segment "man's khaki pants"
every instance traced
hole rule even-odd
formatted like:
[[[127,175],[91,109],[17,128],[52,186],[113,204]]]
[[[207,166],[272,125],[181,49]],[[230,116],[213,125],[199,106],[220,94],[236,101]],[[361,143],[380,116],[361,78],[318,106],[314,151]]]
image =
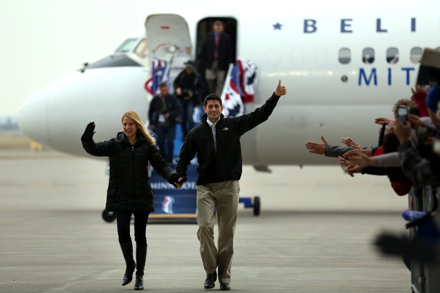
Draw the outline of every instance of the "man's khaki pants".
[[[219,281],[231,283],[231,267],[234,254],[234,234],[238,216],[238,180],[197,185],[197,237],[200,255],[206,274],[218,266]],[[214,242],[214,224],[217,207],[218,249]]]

========================================

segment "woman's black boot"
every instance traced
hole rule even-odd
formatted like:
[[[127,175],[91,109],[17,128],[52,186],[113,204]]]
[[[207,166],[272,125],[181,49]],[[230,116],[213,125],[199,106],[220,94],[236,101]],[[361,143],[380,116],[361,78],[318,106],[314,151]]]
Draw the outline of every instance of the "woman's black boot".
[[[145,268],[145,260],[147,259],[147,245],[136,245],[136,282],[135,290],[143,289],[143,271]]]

========================================

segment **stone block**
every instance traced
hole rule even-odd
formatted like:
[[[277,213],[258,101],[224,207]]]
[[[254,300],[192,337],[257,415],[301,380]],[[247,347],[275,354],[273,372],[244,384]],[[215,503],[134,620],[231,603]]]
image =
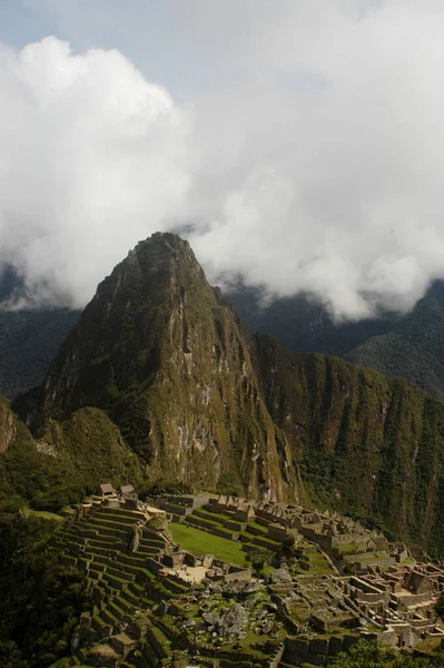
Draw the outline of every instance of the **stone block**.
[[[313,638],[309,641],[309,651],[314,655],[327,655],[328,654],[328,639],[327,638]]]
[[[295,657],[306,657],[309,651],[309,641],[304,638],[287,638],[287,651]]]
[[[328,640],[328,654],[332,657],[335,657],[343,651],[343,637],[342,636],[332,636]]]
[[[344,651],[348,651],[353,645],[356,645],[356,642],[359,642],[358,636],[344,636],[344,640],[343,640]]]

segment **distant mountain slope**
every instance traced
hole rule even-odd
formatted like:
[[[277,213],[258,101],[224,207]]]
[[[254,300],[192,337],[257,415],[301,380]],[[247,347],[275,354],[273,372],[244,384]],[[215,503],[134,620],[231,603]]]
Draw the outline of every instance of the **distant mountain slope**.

========================================

JOB: Gather each line from the entries above that contains the string "mountain". Case matters.

RESPONSE:
segment **distant mountain slope**
Draw the outline of every instance of the **distant mountain slope**.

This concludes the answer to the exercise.